**STATED PROBLEM:** Continue the review of the Treriksröset live tape, picking up right after its final sentence.

**DOCUMENT TEXT:**
┌──

TRERIKSRÖSET - N/T live tape
"Tommy never disappoints" is a phrase that has a vaguely pornographic ring to it, but in this case it can be taken literally. Treriksröset is something of the Kazuo Ishiguru of noise - once a sufficient number of gulfs of time have passed for another release to be made, something great pops up. This tape on Hatband contains two separate live gigs, one recorded from the mixer table line-out, and one with a tape recorder mic and thus complete with audience sounds at all. Both tracks are harsh, harsh noise with the usual balance of technical finesse, lo-fi, held back subtlety and balls-to-the-wall ruckus. Not even trying to be cute or clever here - these things are what make Treriksröset good. There are many Japanese people that make louder and more annoying stuff, many lonely Russians who field record stranger and more subdued sounds, but there are in fact very few acts that manage to combine minimalism and technical performance the way Treriksröset does it. Two incompatible senses - of intentionality and of improvisation - co-mingle, so that there is no real way of knowing where the one ends and the other begins. This phenomenon, or lack thereof, may in fact be one of the few objective criteria there are to differentiate great noise from your average Bandcamp Joe. BJ's combination of VST effects and a few analog gadgets may well produce atonal feedback a-plenty, but still fail to even approach something like Treriksröset. This, folks, is where it's at.

└──

**INFORMATION SHOWN:**
┌──

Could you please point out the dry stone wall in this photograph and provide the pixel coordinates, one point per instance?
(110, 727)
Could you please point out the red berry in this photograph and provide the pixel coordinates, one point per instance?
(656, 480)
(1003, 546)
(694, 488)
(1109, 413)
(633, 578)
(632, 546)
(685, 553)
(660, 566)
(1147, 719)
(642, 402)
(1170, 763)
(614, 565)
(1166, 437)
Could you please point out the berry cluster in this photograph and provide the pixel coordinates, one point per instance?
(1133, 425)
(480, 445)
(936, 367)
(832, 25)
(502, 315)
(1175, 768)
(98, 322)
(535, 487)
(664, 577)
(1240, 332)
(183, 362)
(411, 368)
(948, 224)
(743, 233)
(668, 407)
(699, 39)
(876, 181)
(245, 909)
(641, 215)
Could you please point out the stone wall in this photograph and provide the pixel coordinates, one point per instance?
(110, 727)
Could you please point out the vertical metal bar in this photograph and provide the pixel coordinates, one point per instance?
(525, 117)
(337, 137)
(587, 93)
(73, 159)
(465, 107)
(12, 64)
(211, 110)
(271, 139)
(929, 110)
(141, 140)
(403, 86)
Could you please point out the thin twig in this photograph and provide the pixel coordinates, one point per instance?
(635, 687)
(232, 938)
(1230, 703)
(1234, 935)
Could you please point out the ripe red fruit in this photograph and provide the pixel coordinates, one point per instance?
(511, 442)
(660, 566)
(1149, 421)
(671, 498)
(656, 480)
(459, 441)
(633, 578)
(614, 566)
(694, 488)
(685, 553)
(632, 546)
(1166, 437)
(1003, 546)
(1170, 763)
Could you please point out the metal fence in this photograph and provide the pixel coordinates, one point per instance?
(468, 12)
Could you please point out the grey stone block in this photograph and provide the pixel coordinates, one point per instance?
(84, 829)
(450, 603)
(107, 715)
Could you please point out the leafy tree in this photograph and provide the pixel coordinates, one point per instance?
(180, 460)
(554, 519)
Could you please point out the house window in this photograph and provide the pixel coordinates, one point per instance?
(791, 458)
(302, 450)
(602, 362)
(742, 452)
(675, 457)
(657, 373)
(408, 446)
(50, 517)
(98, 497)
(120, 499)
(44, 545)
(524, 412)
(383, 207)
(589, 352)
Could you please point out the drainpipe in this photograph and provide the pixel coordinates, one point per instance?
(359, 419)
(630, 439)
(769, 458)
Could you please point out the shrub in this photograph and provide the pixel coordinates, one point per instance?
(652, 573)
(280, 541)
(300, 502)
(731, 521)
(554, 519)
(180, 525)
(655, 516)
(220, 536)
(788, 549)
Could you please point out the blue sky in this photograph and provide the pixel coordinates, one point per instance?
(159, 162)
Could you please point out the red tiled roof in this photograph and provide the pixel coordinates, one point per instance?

└──

**RESULT OF THE TASK:**
It is also interesting to see how Hatband has managed to roll with the times to stay ahead of the game, even as tape has rearisen as the weapon of choice for myriads of labels. The grey/black tape and the inlay infested, mainly black cover and packaging somehow thematically merge with the music in the sense that it combines an elitist/Folio Society kind of professionalism with just the right amount of stamp impressed D.I.Y. - real D.I.Y. too. A limitation of 102 makes it all but certain that commoners and peasants shall have to take out a second mortgage on their houses to purchase this on discogs once the scalpers get a hold of it, but such is the nature of True Scandinavian Harsh Noise, or at least the second hand market it creates. And this baby will probably hit Youtube in a few months anyway, in which case I recommend that you check it out even if you're unable to get a hold of the actual tape.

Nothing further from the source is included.